→ Source extract
# September 12th to December 9th Basic



## canadianblue (6 Jul 2005)

Was just wondering who all is going to Basic September 12.

I'm going Sig Op, and will be at St Jean from September 12th to December 9th


----------



## mbhabfan (6 Jul 2005)

I had an offer of Sept 26 - Dec 9 in Borden is this possible that it is two weeks shorter than yours?


----------



## canadianblue (6 Jul 2005)

That was the date that was given to me, and I believe I would be heading off to St Jean around that time. Once again I am still waiting for my recruiter to give me more information on swearing in, BMQ, etc.


----------



## Island Ryhno (6 Jul 2005)

mbhabfan said:
			
		

> I had an offer of Sept 26 - Dec 9 in Borden is this possible that it is two weeks shorter than yours?



Are you doing reg force basic in Borden? God I hope it's true and I get sent there!


----------



## canadianblue (6 Jul 2005)

I thought that all Basic Training for the regular force goes through CFLRS St Jean???

If not, then hey Borden might not be that bad.


----------



## Island Ryhno (6 Jul 2005)

The rumor is that they are going to start funnelling people through Borden. It looks like mbhabfan is going reg's AVN and he is going to Borden, I think I'll beg them to let me go there. Not the Mega, anything but the Mega.  >


----------



## canadianblue (6 Jul 2005)

Man I hope that my recruiter calls me soon so I can figure what's happening. I wonder if their going to be getting people going into trades like SigOp, and such to go through Borden. I'm kindof wondering what sense it would make to send a person for Basic, yet won't get the same length of training as others.


----------



## mbhabfan (6 Jul 2005)

that is why I was questioning the dates...somewhere on another board it has already been discussed that they would be routing some extra recruits through Borden but I haven't heard it would be any shorter in length but I am positive of what the PO told me on the phone.  I wrote it down as he was telling me.


----------



## medum (7 Jul 2005)

I just got called today. I'm got accepted as LCIS tech and my BMQ is September 26 - December 9 in Borden.


----------



## atticus (7 Jul 2005)

Island Ryhno said:
			
		

> I think I'll beg them to let me go there. Not the Mega, anything but the Mega.  >



What is it that makes Borden so much better?


----------



## Island Ryhno (7 Jul 2005)

Nothing makes Borden "better" but nothing could be worse than St.Jean. Check out this thread about the center of excellence!
http://forums.army.ca/forums/threads/31840.0.html


----------



## GrahamD (7 Jul 2005)

I'm scheduled to attend basic from September 26th to December 9th.  The recruiter never mentioned where it was going to be, I assumed it would be in St. Jean, but I guess I'll ask on Tuesday when I go in for my update PT and interview.

For the author of this post, is it possible you were told you would be sworn in on the 12th of September, and maybe missed the start date of your BMQ?

It doesn't seem to make any sense at all that one BMQ would be longer than another.  Maybe the person gave you the information made a mistake and quoted you one of the wrong dates.

Anyway, I'm sure that they told me I'm getting sworn in on Sept. 2nd, starting basic on the 26th, and completing on Dec. 9th.


----------



## canadianblue (8 Jul 2005)

→ Directives
1 – Rewrite the forum thread on basic training dates from "For the author" up to and including "of your BMQ?", changing "BMQ" to "Basic Military Qualification".
2 – Answer these questions using the forum thread on basic training dates.
(a) Which trade is canadianblue going into?
(b) Which trade was medum accepted for?
(c) On what date does GrahamD say he is getting sworn in?
The entries that follow have no connection to the forum thread above.

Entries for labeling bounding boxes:
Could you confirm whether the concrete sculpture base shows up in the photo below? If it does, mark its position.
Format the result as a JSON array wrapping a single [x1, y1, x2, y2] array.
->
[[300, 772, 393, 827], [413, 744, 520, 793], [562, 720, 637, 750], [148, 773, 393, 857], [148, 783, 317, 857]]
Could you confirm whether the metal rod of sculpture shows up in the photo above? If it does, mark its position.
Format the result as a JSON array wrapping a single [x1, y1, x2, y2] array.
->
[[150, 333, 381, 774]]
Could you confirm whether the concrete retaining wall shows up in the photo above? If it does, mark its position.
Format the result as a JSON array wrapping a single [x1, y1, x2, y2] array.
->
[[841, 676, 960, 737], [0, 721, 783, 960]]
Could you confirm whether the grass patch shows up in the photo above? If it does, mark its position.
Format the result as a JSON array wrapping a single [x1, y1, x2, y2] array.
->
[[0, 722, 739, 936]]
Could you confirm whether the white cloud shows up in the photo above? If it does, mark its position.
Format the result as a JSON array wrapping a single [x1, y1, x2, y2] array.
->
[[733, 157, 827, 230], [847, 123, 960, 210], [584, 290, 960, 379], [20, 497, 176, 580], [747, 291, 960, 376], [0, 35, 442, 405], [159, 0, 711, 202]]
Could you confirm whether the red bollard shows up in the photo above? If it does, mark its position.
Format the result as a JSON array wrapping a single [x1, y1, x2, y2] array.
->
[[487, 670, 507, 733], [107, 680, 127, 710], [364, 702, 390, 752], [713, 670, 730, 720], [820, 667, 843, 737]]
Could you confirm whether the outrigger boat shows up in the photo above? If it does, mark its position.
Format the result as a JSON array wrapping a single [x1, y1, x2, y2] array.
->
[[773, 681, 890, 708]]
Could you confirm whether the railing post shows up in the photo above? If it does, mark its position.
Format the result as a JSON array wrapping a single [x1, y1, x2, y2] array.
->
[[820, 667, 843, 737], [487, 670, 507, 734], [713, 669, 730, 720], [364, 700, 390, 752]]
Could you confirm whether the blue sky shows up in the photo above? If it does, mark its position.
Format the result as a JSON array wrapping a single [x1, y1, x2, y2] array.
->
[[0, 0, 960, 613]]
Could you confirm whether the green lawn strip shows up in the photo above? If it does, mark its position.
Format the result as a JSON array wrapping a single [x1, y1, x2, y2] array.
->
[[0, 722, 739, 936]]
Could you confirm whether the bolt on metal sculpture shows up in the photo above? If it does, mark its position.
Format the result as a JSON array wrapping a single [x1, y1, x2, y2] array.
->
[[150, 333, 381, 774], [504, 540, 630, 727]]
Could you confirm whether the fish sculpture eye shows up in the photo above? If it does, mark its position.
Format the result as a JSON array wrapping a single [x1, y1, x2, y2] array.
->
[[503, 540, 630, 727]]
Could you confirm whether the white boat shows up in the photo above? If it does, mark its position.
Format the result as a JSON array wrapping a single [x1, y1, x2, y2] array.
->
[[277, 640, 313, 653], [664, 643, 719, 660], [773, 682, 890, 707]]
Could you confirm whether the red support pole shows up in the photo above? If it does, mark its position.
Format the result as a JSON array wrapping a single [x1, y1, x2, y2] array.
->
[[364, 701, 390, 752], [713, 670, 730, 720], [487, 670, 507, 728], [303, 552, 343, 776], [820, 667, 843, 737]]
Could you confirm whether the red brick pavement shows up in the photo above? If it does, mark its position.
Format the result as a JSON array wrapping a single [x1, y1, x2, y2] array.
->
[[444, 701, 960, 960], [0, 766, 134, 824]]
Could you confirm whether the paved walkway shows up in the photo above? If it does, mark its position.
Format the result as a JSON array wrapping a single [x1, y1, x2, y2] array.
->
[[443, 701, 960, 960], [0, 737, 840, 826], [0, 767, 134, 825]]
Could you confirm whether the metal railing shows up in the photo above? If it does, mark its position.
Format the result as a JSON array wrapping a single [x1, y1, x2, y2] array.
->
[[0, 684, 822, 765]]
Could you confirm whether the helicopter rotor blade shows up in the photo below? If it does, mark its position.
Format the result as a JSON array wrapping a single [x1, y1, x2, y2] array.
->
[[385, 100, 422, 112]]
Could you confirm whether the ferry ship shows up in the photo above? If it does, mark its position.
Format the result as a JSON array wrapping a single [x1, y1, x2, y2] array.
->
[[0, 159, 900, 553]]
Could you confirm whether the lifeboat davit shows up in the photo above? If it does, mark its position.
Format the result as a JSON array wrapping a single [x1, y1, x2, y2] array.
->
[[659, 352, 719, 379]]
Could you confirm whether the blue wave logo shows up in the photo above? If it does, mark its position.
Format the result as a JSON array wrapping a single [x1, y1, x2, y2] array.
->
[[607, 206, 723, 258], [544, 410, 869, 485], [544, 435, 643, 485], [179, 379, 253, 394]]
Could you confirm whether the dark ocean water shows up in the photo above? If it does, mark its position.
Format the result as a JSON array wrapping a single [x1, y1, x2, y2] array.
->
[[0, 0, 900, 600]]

→ Solved problems
1 –
For the author of this post, is it possible you were told you would be sworn in on the 12th of September, and maybe missed the start date of your Basic Military Qualification?

2 –
(a) Sig Op
(b) LCIS tech
(c) Sept. 2nd